[Some records]
________________
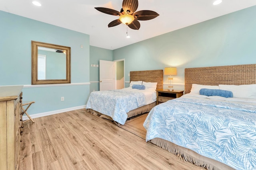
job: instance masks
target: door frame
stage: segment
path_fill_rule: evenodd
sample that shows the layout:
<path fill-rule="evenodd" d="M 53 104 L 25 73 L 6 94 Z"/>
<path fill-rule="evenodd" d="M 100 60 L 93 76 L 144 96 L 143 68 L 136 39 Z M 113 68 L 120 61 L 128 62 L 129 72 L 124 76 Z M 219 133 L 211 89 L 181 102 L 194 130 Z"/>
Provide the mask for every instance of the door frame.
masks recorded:
<path fill-rule="evenodd" d="M 115 80 L 114 84 L 115 89 L 116 89 L 116 62 L 121 61 L 124 61 L 124 88 L 125 87 L 125 59 L 120 59 L 113 61 L 114 62 Z"/>

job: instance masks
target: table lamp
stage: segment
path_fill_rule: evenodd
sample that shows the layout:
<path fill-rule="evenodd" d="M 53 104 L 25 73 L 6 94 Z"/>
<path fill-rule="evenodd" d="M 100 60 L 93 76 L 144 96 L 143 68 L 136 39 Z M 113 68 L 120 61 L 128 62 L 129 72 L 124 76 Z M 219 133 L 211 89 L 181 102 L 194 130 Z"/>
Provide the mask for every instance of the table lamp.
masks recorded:
<path fill-rule="evenodd" d="M 168 80 L 170 80 L 170 86 L 168 86 L 168 90 L 173 91 L 173 86 L 172 86 L 171 80 L 173 80 L 172 76 L 177 76 L 177 68 L 165 67 L 164 75 L 169 76 L 168 76 Z"/>

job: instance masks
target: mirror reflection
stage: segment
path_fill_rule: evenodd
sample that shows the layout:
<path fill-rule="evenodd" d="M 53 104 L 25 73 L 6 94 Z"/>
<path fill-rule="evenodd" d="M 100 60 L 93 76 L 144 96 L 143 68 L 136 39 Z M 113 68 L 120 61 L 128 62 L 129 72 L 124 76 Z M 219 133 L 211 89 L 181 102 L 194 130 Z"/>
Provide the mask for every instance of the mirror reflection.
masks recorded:
<path fill-rule="evenodd" d="M 70 47 L 32 41 L 32 84 L 70 83 Z"/>
<path fill-rule="evenodd" d="M 66 50 L 38 47 L 38 79 L 65 79 L 66 53 Z"/>

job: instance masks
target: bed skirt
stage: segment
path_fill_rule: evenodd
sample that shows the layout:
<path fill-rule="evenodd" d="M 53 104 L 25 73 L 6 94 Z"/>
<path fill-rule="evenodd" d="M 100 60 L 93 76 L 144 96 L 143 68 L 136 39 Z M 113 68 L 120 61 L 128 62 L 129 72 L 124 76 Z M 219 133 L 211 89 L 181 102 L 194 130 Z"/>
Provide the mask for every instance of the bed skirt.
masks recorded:
<path fill-rule="evenodd" d="M 209 170 L 234 170 L 234 169 L 217 160 L 202 156 L 187 148 L 178 146 L 162 139 L 156 138 L 149 141 L 153 144 L 177 156 L 185 161 L 205 168 Z"/>
<path fill-rule="evenodd" d="M 152 108 L 156 105 L 156 102 L 155 102 L 148 105 L 143 106 L 142 106 L 138 107 L 137 109 L 132 110 L 129 112 L 127 113 L 127 119 L 129 119 L 134 116 L 136 116 L 138 115 L 143 114 L 146 112 L 149 112 L 150 110 L 151 110 L 151 109 L 152 109 Z M 112 117 L 110 117 L 110 116 L 104 115 L 92 109 L 88 109 L 87 112 L 91 112 L 94 115 L 98 115 L 100 116 L 100 117 L 106 119 L 108 120 L 110 120 L 111 121 L 114 121 L 113 119 L 112 119 Z M 119 123 L 117 122 L 116 122 L 116 123 Z"/>

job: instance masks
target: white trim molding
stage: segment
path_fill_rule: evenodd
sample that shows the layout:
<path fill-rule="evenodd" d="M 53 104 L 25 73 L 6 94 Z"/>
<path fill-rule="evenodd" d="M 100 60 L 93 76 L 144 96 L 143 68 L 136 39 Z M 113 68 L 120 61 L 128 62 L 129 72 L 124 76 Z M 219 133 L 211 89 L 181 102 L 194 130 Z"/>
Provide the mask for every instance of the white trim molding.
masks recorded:
<path fill-rule="evenodd" d="M 40 113 L 34 114 L 33 115 L 30 115 L 30 116 L 32 119 L 41 117 L 44 116 L 49 116 L 50 115 L 55 115 L 55 114 L 60 113 L 61 113 L 66 112 L 66 111 L 72 111 L 78 109 L 82 109 L 85 108 L 86 105 L 81 106 L 76 106 L 74 107 L 67 108 L 66 109 L 61 109 L 60 110 L 54 110 L 53 111 L 48 111 L 47 112 L 41 113 Z M 24 116 L 22 117 L 23 120 L 28 119 L 28 117 L 27 116 Z"/>
<path fill-rule="evenodd" d="M 63 84 L 40 84 L 40 85 L 24 85 L 23 88 L 33 88 L 34 87 L 55 87 L 61 86 L 82 86 L 89 85 L 90 83 L 67 83 Z"/>

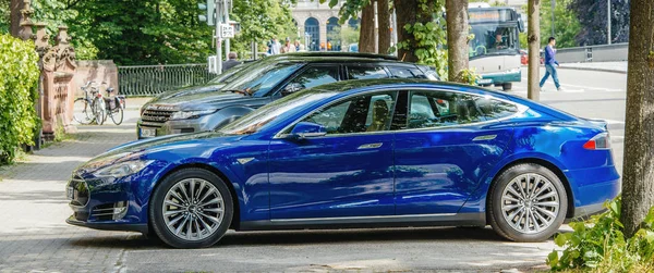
________________
Please write the entries out again, starting at the first line of the entries and going on through the line with "115 80 L 114", requests included, but rescale every coordinate in the recorded masks by multiplying it by 0.8 and rounding to a whole number, with halves rounded up. Leave the pictures out.

Solution below
job: instance masks
target: door frame
stage: segment
path_fill_rule: evenodd
sample that shows the layout:
<path fill-rule="evenodd" d="M 53 104 L 25 73 L 6 94 Z"/>
<path fill-rule="evenodd" d="M 100 60 L 93 76 L 144 96 L 143 68 L 136 39 Z M 113 68 L 120 61 L 128 62 L 129 72 L 124 76 Z M 219 133 L 211 89 L 181 102 L 194 130 Z"/>
Provide the mask for every instance of the door frame.
masks recorded:
<path fill-rule="evenodd" d="M 92 64 L 91 67 L 92 71 L 93 71 L 93 50 L 97 49 L 99 49 L 99 70 L 100 70 L 100 47 L 96 47 L 90 49 L 91 50 Z"/>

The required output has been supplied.